Exercise brief
Look below for the line with "mountain slope in the image above.". Extract that line and each one after it through the last, word for word.

..........

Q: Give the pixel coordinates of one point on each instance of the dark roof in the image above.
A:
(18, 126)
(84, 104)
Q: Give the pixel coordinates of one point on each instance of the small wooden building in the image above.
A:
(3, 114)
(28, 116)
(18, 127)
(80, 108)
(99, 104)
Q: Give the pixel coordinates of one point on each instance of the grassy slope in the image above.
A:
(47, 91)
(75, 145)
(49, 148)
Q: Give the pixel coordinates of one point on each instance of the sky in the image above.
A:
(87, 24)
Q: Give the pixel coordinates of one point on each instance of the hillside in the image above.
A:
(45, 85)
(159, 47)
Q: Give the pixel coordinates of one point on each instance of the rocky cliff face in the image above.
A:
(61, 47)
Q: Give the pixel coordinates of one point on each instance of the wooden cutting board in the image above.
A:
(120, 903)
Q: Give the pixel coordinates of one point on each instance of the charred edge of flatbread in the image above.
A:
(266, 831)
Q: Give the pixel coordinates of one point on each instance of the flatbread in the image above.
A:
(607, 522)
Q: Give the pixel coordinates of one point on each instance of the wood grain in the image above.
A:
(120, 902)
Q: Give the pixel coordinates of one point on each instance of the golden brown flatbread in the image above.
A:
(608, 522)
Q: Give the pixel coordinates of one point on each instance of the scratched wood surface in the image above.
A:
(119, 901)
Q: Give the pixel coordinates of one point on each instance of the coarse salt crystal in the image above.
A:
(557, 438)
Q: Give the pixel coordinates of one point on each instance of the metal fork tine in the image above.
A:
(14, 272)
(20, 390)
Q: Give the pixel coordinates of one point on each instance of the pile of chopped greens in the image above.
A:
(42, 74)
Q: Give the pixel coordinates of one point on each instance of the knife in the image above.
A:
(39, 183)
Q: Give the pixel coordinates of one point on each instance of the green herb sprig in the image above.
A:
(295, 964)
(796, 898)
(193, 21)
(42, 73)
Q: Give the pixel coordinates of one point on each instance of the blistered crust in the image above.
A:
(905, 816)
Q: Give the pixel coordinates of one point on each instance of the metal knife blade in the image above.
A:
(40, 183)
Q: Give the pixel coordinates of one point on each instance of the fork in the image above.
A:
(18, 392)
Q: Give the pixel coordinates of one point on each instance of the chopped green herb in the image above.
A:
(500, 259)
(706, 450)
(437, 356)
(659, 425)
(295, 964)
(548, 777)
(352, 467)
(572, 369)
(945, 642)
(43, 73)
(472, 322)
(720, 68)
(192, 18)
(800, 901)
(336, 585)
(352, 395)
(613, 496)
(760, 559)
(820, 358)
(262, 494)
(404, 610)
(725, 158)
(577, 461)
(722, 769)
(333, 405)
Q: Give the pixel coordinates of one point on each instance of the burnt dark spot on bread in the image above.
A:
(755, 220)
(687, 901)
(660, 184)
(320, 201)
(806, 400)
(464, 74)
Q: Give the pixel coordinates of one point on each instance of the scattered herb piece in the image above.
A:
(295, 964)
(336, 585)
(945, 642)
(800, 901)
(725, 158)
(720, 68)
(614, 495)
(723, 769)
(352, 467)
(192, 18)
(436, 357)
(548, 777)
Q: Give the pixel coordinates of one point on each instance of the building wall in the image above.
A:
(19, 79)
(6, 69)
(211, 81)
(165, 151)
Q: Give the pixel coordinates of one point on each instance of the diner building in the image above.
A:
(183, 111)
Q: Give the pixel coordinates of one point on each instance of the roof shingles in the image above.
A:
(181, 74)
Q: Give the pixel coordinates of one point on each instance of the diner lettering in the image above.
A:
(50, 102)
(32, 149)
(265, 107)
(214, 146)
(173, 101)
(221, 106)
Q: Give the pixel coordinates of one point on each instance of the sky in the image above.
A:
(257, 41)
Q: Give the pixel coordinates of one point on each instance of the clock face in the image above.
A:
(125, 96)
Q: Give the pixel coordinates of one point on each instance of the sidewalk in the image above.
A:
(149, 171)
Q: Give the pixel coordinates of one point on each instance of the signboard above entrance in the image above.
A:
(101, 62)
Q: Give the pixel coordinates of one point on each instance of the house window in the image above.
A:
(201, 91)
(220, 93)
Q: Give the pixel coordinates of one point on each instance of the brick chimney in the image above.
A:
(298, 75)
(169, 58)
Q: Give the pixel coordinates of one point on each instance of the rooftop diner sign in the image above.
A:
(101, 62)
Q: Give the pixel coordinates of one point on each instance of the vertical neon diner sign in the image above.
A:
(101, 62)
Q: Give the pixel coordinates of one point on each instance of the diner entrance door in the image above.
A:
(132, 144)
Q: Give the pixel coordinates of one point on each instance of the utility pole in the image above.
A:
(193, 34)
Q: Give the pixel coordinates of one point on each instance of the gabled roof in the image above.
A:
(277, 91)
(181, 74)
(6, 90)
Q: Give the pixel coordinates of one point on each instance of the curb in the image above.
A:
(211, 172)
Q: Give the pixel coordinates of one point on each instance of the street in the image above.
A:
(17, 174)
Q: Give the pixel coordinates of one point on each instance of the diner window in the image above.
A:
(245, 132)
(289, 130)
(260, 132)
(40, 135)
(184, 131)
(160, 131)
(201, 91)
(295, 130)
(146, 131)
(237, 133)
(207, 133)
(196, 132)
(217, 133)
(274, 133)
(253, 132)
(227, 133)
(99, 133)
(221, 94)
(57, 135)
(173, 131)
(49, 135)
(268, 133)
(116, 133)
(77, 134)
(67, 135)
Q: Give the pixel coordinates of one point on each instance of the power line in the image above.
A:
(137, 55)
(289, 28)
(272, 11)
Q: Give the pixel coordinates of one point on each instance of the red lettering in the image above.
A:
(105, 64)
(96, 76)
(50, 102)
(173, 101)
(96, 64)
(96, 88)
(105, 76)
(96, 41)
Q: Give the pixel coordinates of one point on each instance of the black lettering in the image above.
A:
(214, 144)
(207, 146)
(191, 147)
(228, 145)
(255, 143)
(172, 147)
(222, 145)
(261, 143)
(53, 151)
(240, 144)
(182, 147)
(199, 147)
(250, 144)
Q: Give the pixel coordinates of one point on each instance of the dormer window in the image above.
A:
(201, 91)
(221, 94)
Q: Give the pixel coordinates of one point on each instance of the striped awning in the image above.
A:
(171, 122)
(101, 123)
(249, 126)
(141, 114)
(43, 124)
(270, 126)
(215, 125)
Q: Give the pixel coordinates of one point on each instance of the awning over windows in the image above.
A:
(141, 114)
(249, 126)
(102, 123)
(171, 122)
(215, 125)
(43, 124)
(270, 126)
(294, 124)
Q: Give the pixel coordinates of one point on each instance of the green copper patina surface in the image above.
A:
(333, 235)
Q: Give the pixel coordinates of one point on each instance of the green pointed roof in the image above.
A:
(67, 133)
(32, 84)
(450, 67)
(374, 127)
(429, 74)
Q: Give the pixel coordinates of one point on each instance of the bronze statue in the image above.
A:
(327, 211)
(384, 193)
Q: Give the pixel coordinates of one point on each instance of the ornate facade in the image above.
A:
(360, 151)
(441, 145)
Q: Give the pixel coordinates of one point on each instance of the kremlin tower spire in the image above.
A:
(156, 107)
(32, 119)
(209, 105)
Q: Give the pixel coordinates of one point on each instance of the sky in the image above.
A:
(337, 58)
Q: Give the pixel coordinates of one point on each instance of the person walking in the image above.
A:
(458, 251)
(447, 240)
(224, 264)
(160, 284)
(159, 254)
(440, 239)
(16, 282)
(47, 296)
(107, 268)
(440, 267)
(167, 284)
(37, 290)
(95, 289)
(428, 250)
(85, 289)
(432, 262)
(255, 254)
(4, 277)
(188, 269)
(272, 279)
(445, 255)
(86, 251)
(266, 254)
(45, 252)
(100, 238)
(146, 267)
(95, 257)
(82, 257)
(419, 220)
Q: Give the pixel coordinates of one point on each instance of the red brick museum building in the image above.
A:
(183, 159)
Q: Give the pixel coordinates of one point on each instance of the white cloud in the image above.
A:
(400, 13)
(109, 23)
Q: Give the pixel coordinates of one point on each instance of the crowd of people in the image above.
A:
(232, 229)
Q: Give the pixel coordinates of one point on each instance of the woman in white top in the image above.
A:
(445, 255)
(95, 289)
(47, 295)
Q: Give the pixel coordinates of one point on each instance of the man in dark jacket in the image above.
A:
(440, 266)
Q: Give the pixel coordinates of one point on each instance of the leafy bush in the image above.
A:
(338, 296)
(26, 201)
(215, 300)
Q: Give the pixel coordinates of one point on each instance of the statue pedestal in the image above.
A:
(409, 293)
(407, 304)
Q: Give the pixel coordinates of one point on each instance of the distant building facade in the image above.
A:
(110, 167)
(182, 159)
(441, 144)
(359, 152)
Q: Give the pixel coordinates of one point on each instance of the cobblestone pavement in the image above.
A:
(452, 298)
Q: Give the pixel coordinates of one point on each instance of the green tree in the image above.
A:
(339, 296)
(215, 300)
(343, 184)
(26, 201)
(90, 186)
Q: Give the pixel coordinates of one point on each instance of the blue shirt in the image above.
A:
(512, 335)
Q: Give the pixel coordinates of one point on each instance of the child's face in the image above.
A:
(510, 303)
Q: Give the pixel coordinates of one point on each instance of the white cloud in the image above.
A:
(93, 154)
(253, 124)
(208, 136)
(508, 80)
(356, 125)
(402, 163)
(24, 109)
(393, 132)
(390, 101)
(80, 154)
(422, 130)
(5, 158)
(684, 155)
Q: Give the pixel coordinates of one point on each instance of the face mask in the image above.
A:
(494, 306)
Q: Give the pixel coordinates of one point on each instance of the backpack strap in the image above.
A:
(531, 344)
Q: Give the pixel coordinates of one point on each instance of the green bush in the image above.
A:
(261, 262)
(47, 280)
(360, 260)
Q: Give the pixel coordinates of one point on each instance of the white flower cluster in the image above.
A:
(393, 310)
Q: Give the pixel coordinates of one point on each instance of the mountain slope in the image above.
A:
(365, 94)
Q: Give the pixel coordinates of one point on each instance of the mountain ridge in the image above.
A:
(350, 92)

..........

Solution to the problem
Q: Give the pixel coordinates of one point on each instance of the mountain slope in the image above.
A:
(365, 94)
Q: Give the pixel coordinates of one point on each instance of the mountain ridge in the image above.
A:
(350, 92)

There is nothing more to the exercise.